## What you need to do
Could you output, exactly and with nothing else, every line from the one that contains "Query: skin pore" through the last line of the listing below?

## Exercise materials
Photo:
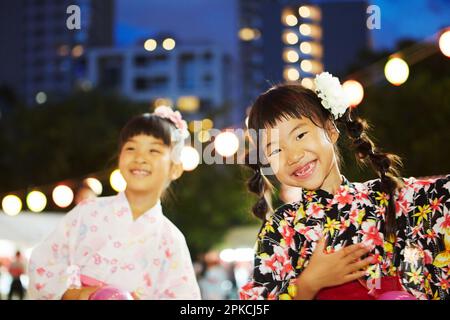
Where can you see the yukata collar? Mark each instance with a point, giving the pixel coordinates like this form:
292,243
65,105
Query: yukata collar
320,193
154,211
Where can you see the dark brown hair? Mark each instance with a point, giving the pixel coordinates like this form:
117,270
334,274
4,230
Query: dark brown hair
286,101
147,124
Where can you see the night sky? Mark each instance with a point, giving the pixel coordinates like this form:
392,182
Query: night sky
203,20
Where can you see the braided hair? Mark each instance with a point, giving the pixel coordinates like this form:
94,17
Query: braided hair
286,101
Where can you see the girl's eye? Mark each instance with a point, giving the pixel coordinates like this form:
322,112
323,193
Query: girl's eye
301,135
274,152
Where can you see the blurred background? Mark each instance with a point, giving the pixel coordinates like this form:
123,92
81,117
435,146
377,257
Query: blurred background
70,77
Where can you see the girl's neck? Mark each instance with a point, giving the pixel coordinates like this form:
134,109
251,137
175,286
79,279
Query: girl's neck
332,181
141,202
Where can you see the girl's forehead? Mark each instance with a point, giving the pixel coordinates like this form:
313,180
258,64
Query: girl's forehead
145,139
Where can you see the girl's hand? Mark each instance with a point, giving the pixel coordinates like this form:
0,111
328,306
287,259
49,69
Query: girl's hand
331,269
79,294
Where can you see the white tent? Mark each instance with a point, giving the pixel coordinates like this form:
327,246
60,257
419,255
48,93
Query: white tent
25,230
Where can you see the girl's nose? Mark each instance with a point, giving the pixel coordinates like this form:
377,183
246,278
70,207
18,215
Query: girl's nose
295,157
140,158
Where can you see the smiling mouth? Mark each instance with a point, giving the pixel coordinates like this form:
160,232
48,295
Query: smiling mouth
140,173
305,171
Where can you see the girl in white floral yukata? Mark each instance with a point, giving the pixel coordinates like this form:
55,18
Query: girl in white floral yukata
341,240
124,241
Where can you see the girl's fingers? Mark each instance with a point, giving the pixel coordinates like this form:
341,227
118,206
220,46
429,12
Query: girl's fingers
356,254
354,276
360,264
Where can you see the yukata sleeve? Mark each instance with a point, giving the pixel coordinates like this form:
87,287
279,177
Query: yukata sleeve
51,267
275,260
178,276
429,221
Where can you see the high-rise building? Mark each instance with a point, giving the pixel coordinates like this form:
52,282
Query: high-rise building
192,77
292,40
41,57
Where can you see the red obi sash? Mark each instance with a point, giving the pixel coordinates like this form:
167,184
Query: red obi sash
356,290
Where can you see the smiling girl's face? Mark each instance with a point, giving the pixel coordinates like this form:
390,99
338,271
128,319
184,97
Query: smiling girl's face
302,154
145,164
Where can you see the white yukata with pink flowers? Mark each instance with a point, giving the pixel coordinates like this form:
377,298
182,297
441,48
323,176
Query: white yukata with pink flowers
99,240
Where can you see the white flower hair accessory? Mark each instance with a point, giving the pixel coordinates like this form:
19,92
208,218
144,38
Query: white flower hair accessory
178,134
332,94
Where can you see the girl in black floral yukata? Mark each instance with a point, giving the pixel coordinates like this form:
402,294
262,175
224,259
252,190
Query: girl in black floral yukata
341,240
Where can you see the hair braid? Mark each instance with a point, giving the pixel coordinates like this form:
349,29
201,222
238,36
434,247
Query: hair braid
384,164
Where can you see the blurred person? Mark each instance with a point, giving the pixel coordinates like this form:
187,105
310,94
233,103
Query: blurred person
16,269
214,282
124,241
341,240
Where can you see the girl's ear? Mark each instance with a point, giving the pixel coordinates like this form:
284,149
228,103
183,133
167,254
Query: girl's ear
176,171
332,132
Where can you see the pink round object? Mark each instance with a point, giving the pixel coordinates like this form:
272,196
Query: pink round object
110,293
396,295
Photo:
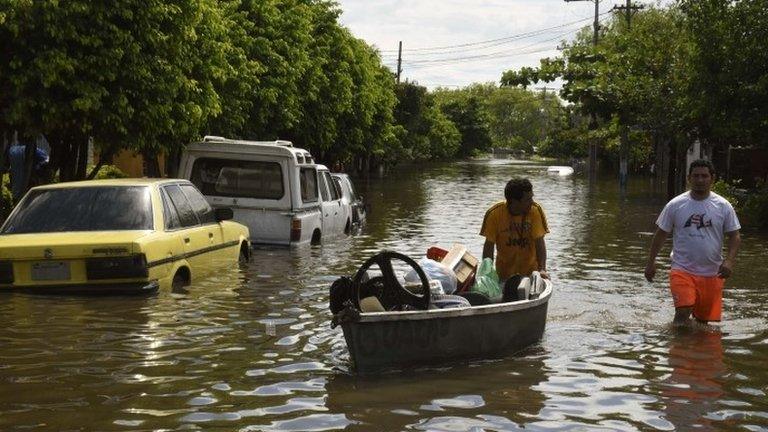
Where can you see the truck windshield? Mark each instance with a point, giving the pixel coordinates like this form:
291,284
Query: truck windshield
103,208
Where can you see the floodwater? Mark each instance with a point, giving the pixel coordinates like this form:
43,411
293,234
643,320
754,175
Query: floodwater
254,351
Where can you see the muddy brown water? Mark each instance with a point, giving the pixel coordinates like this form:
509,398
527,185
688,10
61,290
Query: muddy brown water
252,350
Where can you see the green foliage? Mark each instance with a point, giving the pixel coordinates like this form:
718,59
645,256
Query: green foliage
751,205
728,191
107,172
755,208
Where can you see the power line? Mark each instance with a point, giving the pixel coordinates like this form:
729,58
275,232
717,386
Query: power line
492,42
490,56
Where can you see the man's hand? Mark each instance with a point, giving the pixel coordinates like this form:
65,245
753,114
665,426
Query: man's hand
650,271
725,270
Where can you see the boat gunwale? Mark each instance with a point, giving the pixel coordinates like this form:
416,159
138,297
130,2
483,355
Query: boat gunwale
370,317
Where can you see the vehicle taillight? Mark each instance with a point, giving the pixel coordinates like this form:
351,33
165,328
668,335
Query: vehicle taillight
295,230
132,266
6,272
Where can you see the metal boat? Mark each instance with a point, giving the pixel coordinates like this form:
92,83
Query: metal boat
404,338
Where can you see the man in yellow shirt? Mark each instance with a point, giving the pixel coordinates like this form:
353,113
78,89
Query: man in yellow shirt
516,229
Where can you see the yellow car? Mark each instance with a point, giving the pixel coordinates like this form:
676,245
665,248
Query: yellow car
116,236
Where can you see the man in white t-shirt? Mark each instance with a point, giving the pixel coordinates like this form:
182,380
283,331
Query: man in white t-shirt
698,220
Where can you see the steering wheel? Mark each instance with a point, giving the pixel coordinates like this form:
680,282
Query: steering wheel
388,290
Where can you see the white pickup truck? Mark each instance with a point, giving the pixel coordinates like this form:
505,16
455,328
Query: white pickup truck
275,189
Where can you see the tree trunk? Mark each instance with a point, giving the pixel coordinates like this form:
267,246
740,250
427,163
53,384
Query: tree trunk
82,157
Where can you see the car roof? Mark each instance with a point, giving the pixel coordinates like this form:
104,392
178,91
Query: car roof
113,182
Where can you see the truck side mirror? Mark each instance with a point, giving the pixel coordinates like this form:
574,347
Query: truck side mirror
223,213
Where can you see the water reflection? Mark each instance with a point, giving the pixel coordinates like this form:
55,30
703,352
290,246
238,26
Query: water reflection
695,384
455,398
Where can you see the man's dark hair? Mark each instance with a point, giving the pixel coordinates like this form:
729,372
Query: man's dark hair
516,188
702,163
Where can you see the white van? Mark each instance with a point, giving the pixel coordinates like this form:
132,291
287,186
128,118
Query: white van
275,189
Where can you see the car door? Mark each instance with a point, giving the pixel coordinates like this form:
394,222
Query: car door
216,247
195,236
330,207
338,212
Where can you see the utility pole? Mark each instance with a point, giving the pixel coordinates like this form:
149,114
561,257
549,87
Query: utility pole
597,15
399,60
592,164
628,10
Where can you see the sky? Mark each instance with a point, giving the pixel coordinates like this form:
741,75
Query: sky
454,43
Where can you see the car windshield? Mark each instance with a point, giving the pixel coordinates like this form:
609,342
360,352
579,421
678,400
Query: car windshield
107,208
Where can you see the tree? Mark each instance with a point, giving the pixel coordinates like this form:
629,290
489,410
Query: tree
130,74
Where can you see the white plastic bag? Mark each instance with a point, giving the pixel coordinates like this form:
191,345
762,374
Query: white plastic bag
435,271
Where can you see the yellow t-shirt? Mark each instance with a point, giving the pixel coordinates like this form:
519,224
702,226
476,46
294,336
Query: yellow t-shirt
514,237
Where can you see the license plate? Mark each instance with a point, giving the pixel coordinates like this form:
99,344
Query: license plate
50,270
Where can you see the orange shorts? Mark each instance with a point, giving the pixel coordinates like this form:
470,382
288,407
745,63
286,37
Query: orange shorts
704,293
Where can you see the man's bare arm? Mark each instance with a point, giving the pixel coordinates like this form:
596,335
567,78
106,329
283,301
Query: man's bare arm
488,249
726,268
541,257
659,237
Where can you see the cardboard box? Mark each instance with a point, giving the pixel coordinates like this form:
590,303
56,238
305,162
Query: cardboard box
461,262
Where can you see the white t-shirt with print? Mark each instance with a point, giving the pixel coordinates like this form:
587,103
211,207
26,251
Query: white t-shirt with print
697,228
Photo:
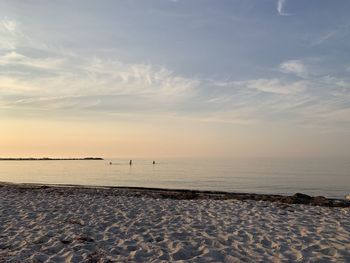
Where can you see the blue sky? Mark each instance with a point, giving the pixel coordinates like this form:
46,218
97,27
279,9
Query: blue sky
233,66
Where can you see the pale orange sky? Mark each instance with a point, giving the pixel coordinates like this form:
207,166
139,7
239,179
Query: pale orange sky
174,79
161,137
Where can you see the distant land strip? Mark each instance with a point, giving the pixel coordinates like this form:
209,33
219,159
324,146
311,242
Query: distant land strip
52,159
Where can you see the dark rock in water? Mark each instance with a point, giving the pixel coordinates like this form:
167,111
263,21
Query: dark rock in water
320,200
300,198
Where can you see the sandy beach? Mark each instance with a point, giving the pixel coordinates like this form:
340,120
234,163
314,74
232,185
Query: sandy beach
55,224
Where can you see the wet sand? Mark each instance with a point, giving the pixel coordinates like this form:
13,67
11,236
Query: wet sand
80,224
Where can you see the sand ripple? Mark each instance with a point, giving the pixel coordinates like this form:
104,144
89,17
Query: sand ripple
50,225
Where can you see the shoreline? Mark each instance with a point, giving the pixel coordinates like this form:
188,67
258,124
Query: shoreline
185,194
46,223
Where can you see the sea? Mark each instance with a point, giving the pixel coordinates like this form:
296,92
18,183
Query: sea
326,177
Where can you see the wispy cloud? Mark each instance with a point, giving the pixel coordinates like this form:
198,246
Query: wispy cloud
296,67
8,34
276,86
14,58
280,8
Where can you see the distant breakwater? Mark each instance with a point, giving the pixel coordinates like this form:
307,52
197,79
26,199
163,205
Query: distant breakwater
52,159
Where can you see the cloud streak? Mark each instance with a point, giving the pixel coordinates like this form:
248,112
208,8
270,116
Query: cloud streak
280,8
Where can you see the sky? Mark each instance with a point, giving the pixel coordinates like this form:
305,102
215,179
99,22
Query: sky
175,78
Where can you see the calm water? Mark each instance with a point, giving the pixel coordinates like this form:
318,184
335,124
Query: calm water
317,177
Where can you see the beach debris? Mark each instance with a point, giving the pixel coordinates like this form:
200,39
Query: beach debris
66,241
84,239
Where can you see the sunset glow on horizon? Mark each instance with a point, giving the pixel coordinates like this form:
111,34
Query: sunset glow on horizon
175,78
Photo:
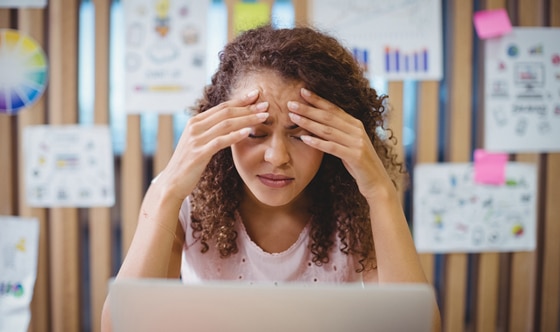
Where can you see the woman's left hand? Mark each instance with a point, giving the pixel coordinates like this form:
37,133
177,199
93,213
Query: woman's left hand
339,134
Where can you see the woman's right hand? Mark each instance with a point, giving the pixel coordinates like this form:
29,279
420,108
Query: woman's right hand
204,135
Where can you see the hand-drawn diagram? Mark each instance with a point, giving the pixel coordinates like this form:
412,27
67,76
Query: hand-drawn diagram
452,213
392,39
69,166
19,244
522,93
165,54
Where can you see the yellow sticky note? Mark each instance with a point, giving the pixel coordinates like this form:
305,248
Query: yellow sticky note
248,15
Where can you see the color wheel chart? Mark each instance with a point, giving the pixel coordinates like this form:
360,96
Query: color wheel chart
23,65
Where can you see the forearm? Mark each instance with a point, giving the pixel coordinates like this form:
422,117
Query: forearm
397,258
150,252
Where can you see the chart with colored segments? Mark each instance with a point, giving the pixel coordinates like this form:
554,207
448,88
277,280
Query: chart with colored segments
25,71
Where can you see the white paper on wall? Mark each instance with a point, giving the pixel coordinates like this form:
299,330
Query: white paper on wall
452,213
68,166
522,91
165,54
23,3
19,239
396,40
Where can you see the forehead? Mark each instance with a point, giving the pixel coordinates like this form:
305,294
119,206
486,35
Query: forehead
273,87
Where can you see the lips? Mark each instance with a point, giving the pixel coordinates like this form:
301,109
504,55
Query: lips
275,180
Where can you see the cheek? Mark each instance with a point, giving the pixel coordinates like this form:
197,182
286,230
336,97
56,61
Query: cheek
243,152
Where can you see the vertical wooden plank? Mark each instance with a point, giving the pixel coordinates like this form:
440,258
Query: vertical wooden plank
426,144
550,305
100,217
524,264
459,150
31,22
63,222
131,177
487,284
165,142
550,301
6,145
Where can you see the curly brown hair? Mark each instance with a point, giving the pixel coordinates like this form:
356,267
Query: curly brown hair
327,68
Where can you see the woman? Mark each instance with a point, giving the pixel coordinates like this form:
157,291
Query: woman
280,175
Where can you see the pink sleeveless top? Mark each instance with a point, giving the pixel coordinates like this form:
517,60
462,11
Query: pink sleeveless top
251,264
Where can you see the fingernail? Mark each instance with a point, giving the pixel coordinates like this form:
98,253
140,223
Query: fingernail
293,105
262,116
294,117
252,93
262,106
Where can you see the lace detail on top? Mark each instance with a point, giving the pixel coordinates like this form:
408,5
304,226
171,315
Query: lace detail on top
252,264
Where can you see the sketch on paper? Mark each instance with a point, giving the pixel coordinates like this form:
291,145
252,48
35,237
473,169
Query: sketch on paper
70,166
522,91
453,213
19,243
165,61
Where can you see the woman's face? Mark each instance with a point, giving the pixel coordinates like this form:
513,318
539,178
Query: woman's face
274,164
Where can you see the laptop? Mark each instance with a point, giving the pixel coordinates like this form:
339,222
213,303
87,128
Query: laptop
169,305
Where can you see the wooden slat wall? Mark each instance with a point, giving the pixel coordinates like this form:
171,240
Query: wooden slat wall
31,21
100,230
64,227
550,274
477,292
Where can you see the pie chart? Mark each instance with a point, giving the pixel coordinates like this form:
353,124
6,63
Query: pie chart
23,65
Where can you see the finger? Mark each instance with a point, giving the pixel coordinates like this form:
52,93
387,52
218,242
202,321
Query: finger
248,99
323,131
228,118
321,104
331,115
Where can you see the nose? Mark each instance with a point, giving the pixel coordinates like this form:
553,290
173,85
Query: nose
277,152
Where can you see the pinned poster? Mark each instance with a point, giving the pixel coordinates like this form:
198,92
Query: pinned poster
68,166
19,243
24,69
248,15
395,40
491,23
453,213
522,91
165,50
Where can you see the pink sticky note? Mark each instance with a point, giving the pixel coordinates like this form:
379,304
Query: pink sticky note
491,23
489,168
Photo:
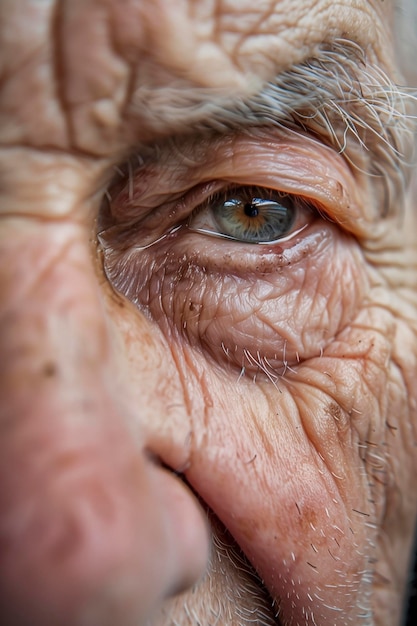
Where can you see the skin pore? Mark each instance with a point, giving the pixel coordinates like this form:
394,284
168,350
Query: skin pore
170,392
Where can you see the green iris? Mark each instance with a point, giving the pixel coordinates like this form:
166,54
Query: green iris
246,217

## Expected answer
Query: skin pore
170,392
Where can you see the green iris? Mark each instance with a point, giving the pixel coordinates like this form:
166,54
Query: green iris
246,217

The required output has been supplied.